> **Data for the task**
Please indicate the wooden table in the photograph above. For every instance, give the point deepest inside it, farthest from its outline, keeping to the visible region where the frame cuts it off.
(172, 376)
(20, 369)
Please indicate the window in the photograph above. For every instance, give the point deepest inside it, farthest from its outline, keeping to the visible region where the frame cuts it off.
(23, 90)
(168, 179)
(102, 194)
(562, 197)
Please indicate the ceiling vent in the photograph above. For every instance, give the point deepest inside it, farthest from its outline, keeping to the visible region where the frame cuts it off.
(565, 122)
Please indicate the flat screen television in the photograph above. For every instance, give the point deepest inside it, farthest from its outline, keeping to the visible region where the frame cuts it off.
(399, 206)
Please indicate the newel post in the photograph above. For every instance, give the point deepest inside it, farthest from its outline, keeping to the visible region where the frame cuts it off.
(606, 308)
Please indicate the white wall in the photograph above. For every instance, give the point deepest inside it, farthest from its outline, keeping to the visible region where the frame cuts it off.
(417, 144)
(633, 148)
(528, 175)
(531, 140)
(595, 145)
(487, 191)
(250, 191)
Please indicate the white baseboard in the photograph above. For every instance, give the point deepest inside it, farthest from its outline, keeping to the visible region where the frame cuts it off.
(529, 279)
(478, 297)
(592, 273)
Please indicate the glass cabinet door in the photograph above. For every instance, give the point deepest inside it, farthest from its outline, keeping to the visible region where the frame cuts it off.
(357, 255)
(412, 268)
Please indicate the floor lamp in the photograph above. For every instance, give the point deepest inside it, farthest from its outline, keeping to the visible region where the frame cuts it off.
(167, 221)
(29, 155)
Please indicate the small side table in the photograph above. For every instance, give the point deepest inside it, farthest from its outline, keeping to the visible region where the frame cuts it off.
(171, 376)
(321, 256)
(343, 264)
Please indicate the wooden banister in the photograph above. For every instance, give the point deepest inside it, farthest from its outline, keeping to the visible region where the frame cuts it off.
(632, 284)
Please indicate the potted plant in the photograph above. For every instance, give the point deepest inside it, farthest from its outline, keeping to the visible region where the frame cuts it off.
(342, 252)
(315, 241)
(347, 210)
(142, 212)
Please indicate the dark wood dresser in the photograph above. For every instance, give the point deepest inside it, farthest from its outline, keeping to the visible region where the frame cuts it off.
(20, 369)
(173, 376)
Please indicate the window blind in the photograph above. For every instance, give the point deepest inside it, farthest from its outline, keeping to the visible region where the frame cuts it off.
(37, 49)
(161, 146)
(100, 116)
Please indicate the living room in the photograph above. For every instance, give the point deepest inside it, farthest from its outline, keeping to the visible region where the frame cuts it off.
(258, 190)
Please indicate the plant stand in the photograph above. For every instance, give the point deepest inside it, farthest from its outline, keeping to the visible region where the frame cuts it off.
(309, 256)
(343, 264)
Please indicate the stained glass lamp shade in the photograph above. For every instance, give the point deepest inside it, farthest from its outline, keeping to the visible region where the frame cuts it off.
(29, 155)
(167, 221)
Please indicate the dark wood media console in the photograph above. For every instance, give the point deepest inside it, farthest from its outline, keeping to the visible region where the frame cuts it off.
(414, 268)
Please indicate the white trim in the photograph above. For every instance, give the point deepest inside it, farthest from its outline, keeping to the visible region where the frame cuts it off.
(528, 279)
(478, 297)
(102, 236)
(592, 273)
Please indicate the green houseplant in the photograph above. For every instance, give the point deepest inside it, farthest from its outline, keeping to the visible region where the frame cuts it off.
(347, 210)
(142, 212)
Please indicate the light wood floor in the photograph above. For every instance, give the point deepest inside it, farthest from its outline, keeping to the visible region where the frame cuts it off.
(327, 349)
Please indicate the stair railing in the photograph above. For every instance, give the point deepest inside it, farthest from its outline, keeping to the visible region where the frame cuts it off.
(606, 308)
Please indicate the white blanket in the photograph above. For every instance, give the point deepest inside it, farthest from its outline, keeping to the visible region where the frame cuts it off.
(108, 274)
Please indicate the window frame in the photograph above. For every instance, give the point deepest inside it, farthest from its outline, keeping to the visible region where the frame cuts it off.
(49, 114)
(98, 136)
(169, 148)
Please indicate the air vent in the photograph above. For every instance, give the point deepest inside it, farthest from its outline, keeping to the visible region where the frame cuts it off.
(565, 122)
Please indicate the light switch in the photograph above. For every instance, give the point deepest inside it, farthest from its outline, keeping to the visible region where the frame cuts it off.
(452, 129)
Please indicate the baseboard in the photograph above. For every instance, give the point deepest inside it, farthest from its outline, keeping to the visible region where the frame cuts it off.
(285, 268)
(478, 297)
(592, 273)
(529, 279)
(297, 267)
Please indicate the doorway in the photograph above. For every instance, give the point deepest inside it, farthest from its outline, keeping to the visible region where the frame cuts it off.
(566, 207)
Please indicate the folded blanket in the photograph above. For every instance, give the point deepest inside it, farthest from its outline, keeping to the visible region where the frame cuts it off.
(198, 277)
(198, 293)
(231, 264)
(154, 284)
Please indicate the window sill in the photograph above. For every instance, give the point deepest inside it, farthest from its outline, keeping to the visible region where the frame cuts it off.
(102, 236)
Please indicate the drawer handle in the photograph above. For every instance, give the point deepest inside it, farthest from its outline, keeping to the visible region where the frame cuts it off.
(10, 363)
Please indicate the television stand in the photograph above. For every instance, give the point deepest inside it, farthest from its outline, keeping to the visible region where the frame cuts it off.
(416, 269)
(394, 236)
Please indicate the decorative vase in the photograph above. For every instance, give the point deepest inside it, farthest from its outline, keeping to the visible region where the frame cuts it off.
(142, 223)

> **Brief**
Output all of the data above as a JSON list of strings, with one string for each line and any blank lines left out.

> **Written reply**
[
  "Please indicate the wooden table in the photograph above. For every instance, give the point deepest inside it, farthest from its outline, keeping to the visible region where the frame cuts it off.",
  "(172, 376)",
  "(20, 369)",
  "Please indicate the window in the photograph above. For every instance, give the point deepest inside it, farthest from its outline, keeping to the visible region where the frame cuts it off.",
  "(23, 90)",
  "(168, 179)",
  "(102, 194)",
  "(562, 197)",
  "Please indicate the ceiling vent in the photograph above. For every instance, give the point deepest inside it, farthest from its outline, keeping to the visible region where the frame cuts it off.",
  "(565, 122)",
  "Please indicate the flat screen television in the photograph above. For every instance, give the point deepest inside it, farthest from its outline, keeping to the visible region where the frame cuts it off.",
  "(399, 206)",
  "Please indicate the newel post in the photograph above. For every instance, give the point deepest inside it, farthest from its outline, keeping to the visible region where the frame cuts it off.",
  "(606, 308)",
  "Please indicate the white wall in the photograph above. For every instance, give the point deepest inside it, farthest from its outline, keeping to the visible region where the frame cuts it off.",
  "(417, 144)",
  "(633, 148)",
  "(528, 175)",
  "(531, 140)",
  "(595, 145)",
  "(487, 191)",
  "(250, 191)",
  "Please indicate the white baseboard in the photograph above. For every instance, give the point deepest inside it, farthest from its outline, keeping to the visible region where the frame cuts it off.",
  "(529, 279)",
  "(478, 297)",
  "(592, 273)",
  "Please indicate the glass cabinet door in the photograph above. For every instance, give the point deepest inside it, farthest from its outline, keeping to the visible region where the frame cuts it off.",
  "(357, 255)",
  "(412, 268)",
  "Please indicate the floor lamp in the photograph above. For every instance, give the point deepest inside it, farthest from its outline, keeping to the visible region where the frame cuts it off.",
  "(167, 221)",
  "(29, 155)",
  "Please indicate the small side table in the photograph above. For every instance, give the point deepest inside it, farthest from its outline, keeping to the visible region where the frame cuts it off.",
  "(171, 376)",
  "(321, 256)",
  "(343, 264)",
  "Please indicate the wooden banister in the photograph above. For every instance, give the point deepest inside it, farthest from its outline, keeping to the visible region where the frame cuts it off.",
  "(632, 284)",
  "Please indicate the potted plant in the photograph above. For every instance, give the point deepest inside it, farthest from its outline, keeping to the visible region where the frame cuts it off.",
  "(342, 252)",
  "(315, 241)",
  "(347, 210)",
  "(142, 212)",
  "Please indicate the dark wood dresser in the photograph above. For every instance, give the point deepest inside it, farthest from its outline, keeping to the visible region where the frame cuts it off.",
  "(20, 369)",
  "(173, 376)",
  "Please indicate the window blind in the photograph above. For every instance, give the point deepest inside it, farthest from its outline, keeping to the visible region where the frame cuts it off.",
  "(37, 49)",
  "(161, 146)",
  "(100, 116)",
  "Please indicate the living room in the photograph above. For every instance, give the point deepest inside it, farthest from its outline, keeping to the visible region where the frame cuts it off.",
  "(258, 190)",
  "Please indicate the plant stand in the photograph above. For every instance, give the point deepest inside it, farthest from its outline, keeping to the visible region where the frame cuts it off.",
  "(309, 256)",
  "(343, 264)",
  "Please indicate the stained glass lamp shade in the photograph above. For every instance, give the point deepest inside it, farthest from its outline, keeping to the visible region where the frame cuts it off.",
  "(29, 155)",
  "(167, 221)",
  "Please indicate the dark wood media console in the photograph above. For every instance, give the point deepest inside it, farthest from its outline, keeping to the visible region where the frame cuts it off.",
  "(414, 268)",
  "Please indicate the white trim in the photograph above. For every instance, give the point deepest inside it, farthest from its outline, keeping to the visible region where the frame cuts it off.",
  "(528, 279)",
  "(478, 297)",
  "(102, 236)",
  "(592, 273)",
  "Please indicate the green houseplant in the photograph above. For every instance, give the point deepest inside it, farthest from its outline, keeping to the visible region where the frame cuts it off.",
  "(347, 210)",
  "(142, 212)",
  "Please indicate the light wood floor in the photograph above. For every instance, give the point deepest inside it, farthest from its outline, keeping to the visible region where the frame cuts it off.",
  "(327, 349)",
  "Please indicate the stair railing in the photograph above. For every instance, give the point deepest inside it, farthest from its outline, keeping to the visible region where the frame cuts it off.",
  "(606, 308)",
  "Please indicate the white blanket in the photograph above. For every instance, give the point deepest inside it, farthest from its outline, keeping to the visible region where the frame cuts it off.",
  "(108, 274)",
  "Please indicate the window frame in the photograph above. For every instance, give the point deepest inside it, farthest from its outline, keeping to the visible region where the frame cuts it off.",
  "(49, 114)",
  "(98, 136)",
  "(169, 148)",
  "Please indicate the air vent in the photograph above. For every instance, give the point deepest inside it, farthest from its outline, keeping to the visible region where the frame cuts it off.",
  "(565, 122)",
  "Please indicate the light switch in the photograph above. For every instance, give the point deepest inside it, farthest from its outline, keeping to the visible region where the frame cuts it off.",
  "(452, 129)",
  "Please indicate the baseboard in the photograph above. For every instance, give the point deepest inside it, farthest from its outline, keeping to the visible region where the frame cuts it off.",
  "(285, 268)",
  "(478, 297)",
  "(592, 273)",
  "(529, 279)",
  "(297, 267)",
  "Please indicate the doorway in the photograph above. For every instance, give the point deepest inside it, farthest from its outline, keeping to the visible region where the frame cuts it off.",
  "(566, 207)",
  "Please indicate the folded blanket in the photograph above. For every instance, give the point deepest inside it, farthest from its outline, keeping to the visible region where the frame cuts it off.",
  "(198, 277)",
  "(198, 293)",
  "(231, 264)",
  "(154, 284)",
  "Please indicate the window sill in the photograph above. For every instance, give the point deepest inside it, farthest from its outline, keeping to the visible region where the frame cuts it off.",
  "(102, 236)",
  "Please indicate the drawer handle in the photograph above. For every instance, give the point deepest inside it, farthest from its outline, keeping to the visible region where the frame cuts it off.",
  "(10, 363)",
  "Please indicate the television stand in the photograph above. For every instance, give the point deepest inside it, farthest from its outline, keeping to the visible region where the frame cuts it off.",
  "(416, 269)",
  "(394, 236)",
  "Please indicate the decorative vase in the photograph above. For every instance, give the point deepest inside it, farthest from its outline, keeping to the visible region where the frame cuts it off.",
  "(142, 223)"
]